##### Supplied records

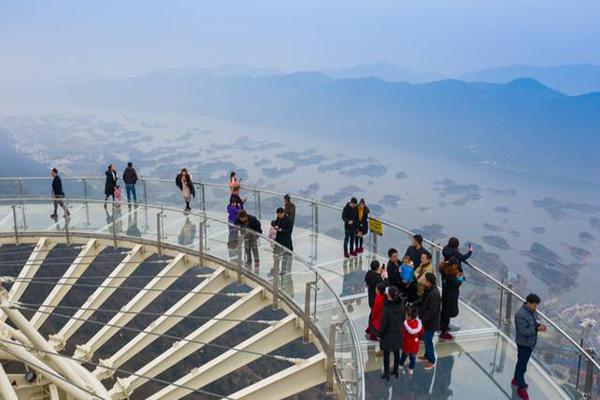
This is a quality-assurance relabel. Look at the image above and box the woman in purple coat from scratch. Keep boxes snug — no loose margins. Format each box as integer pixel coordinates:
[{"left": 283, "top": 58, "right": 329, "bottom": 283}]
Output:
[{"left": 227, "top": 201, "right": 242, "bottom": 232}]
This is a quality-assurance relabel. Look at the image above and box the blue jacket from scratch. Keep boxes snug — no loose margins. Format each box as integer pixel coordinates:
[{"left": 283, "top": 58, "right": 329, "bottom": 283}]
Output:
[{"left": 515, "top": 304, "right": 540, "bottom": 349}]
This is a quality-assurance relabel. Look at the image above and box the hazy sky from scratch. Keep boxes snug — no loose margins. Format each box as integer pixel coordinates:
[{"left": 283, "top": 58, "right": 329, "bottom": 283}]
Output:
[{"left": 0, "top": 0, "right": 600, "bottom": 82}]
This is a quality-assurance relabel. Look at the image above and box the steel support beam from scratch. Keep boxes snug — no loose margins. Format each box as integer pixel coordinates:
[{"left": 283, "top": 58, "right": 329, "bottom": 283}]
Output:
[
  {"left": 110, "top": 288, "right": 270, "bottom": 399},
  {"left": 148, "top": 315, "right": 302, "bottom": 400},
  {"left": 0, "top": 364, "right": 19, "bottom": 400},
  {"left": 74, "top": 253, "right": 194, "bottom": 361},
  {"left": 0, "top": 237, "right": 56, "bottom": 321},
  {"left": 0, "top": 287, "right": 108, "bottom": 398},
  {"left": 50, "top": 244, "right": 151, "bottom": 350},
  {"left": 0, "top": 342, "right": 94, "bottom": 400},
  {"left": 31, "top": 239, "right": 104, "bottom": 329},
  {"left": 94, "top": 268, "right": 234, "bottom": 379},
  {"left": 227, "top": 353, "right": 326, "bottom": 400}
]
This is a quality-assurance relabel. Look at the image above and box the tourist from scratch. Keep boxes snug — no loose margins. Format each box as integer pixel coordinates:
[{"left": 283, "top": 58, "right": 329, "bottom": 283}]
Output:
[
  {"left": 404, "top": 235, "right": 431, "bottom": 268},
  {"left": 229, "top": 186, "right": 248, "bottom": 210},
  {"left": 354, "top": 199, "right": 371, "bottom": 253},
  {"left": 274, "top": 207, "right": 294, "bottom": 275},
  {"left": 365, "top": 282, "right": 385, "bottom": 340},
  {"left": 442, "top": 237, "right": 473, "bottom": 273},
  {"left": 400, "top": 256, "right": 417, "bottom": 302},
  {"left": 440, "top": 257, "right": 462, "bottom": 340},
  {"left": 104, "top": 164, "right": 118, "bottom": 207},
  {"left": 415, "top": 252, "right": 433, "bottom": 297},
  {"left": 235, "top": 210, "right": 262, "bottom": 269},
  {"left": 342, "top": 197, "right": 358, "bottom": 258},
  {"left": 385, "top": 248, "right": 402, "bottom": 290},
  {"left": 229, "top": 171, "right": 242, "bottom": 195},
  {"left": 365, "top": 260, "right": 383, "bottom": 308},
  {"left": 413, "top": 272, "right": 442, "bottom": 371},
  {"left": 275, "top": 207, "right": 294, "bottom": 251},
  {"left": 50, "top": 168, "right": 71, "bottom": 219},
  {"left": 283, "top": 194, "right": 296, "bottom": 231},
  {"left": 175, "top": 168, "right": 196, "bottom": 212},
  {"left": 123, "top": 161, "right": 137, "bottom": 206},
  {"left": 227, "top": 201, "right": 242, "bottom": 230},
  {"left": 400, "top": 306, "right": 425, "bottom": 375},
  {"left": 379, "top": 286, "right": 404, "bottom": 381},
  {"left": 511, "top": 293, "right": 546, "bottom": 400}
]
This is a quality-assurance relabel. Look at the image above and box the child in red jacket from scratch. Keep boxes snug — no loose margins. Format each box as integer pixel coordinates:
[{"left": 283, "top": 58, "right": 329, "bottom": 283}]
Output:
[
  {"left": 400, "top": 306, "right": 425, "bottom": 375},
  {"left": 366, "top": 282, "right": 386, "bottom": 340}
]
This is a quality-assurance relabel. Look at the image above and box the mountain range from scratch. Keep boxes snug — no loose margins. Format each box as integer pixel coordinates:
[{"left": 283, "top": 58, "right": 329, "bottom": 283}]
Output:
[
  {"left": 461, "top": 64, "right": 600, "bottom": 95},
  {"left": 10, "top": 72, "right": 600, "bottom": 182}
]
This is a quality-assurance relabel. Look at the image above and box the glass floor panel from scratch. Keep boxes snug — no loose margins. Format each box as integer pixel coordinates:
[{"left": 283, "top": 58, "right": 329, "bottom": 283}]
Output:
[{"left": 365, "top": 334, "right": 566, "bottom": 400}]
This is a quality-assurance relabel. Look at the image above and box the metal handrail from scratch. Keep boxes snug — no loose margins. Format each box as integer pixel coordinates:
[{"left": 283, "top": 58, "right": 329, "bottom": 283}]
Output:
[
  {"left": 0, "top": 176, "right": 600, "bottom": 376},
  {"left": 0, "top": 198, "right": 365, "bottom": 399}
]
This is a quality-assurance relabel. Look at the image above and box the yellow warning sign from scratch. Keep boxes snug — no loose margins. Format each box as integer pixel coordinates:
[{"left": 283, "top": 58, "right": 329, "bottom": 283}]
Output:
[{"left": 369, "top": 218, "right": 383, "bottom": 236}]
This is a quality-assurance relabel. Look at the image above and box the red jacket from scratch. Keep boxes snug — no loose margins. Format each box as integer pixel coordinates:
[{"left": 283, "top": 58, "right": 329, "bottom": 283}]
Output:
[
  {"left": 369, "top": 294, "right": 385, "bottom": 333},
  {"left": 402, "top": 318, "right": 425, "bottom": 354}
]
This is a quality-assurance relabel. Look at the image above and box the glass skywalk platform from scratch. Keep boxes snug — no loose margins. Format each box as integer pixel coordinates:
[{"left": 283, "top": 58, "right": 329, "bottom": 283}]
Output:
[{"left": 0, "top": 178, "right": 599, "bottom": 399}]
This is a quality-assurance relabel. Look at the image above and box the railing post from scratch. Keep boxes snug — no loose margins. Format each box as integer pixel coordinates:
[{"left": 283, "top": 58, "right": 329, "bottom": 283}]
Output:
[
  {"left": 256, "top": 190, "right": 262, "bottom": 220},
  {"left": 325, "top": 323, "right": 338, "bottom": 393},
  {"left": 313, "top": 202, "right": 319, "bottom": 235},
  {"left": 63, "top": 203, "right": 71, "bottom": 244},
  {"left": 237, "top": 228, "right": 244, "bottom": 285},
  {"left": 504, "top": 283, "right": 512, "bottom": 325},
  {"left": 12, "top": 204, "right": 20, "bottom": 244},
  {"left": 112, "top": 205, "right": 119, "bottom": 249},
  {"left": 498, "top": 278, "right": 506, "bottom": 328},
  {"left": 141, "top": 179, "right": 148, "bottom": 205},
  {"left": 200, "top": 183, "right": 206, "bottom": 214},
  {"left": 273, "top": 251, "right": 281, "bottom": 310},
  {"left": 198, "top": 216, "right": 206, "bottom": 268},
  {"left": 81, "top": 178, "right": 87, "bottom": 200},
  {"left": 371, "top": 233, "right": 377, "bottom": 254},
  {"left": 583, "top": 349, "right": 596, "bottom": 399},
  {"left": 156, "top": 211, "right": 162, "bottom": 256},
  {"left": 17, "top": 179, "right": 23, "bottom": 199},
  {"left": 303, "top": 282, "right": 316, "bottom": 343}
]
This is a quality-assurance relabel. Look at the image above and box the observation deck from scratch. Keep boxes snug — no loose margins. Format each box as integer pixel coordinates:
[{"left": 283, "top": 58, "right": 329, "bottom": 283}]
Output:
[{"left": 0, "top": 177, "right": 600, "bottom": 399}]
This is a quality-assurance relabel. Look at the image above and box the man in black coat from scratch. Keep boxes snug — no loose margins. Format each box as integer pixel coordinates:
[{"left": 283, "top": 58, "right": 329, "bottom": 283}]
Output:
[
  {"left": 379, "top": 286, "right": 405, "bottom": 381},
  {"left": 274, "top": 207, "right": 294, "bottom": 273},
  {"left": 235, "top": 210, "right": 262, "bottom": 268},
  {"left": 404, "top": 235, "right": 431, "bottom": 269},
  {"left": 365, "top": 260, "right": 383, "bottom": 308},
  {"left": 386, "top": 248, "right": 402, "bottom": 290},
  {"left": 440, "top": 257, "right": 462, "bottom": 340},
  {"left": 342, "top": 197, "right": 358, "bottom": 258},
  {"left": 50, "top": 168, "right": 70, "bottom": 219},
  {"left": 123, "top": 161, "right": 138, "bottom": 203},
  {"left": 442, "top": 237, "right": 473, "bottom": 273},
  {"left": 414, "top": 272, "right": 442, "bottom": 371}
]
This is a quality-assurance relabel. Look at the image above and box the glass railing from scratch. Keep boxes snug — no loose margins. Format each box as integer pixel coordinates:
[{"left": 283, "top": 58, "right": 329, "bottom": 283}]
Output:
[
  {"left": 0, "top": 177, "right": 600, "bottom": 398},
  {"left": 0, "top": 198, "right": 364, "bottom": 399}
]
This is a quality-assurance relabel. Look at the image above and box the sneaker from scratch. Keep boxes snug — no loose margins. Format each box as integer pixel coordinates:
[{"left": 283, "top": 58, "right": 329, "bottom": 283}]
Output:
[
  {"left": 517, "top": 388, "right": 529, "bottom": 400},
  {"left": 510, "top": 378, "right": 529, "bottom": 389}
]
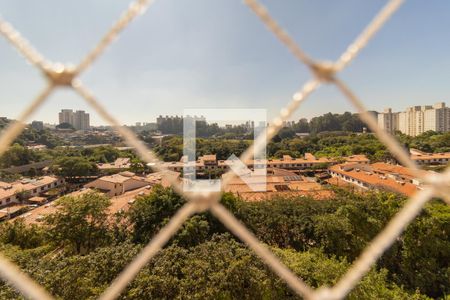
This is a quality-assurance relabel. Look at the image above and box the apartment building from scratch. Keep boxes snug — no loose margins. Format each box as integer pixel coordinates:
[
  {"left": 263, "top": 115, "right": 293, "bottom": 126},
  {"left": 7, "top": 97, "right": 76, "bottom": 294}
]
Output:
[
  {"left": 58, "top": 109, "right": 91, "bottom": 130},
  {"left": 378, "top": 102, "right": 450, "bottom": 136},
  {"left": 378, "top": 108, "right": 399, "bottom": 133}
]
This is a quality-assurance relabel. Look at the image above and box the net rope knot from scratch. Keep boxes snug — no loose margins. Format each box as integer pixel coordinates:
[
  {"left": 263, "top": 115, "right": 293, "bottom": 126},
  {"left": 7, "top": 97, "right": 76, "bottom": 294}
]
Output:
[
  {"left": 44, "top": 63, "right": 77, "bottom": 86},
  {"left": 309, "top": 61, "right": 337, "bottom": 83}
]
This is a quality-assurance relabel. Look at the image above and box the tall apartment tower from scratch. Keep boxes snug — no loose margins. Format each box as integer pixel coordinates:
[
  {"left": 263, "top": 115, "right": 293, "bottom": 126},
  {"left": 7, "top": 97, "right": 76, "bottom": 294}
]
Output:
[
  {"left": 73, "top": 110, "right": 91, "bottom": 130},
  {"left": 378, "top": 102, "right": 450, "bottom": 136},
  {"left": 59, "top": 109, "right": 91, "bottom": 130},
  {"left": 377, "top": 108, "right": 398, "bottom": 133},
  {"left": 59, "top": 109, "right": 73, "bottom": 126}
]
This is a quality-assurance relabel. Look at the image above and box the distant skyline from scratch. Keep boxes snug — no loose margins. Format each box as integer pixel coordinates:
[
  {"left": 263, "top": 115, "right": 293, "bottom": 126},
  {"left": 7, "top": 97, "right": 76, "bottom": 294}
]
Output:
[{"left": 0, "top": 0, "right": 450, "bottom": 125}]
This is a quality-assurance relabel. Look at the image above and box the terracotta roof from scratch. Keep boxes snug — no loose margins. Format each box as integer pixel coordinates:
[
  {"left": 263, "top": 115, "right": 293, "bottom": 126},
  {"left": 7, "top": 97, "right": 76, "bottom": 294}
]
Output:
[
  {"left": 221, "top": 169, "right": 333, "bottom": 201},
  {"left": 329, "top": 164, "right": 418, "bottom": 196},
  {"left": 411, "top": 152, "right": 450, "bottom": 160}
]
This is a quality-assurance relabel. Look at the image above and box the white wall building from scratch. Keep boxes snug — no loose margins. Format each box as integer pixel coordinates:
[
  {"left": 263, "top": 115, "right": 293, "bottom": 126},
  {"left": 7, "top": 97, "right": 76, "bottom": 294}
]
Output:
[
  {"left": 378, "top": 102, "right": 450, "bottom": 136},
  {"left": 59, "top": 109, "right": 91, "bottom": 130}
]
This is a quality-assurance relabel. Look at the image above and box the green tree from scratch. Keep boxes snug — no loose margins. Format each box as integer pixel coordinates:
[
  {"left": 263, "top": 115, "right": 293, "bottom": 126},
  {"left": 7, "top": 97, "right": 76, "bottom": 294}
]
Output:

##########

• _Exercise brief_
List the part of the entries that opens with the line containing "box the green" and closes with the last line of the entries, both ends included, as a numbered list. Leave out any blank lines.

• _Task response_
1. This is a quality-assurance relabel. Look at the image above and box the green tree from scratch. Keep boxes snug — no loose margins. Format each box as integer pixel coordinates:
2. [
3.   {"left": 263, "top": 115, "right": 293, "bottom": 126},
4.   {"left": 7, "top": 97, "right": 76, "bottom": 294}
5. ]
6. Output:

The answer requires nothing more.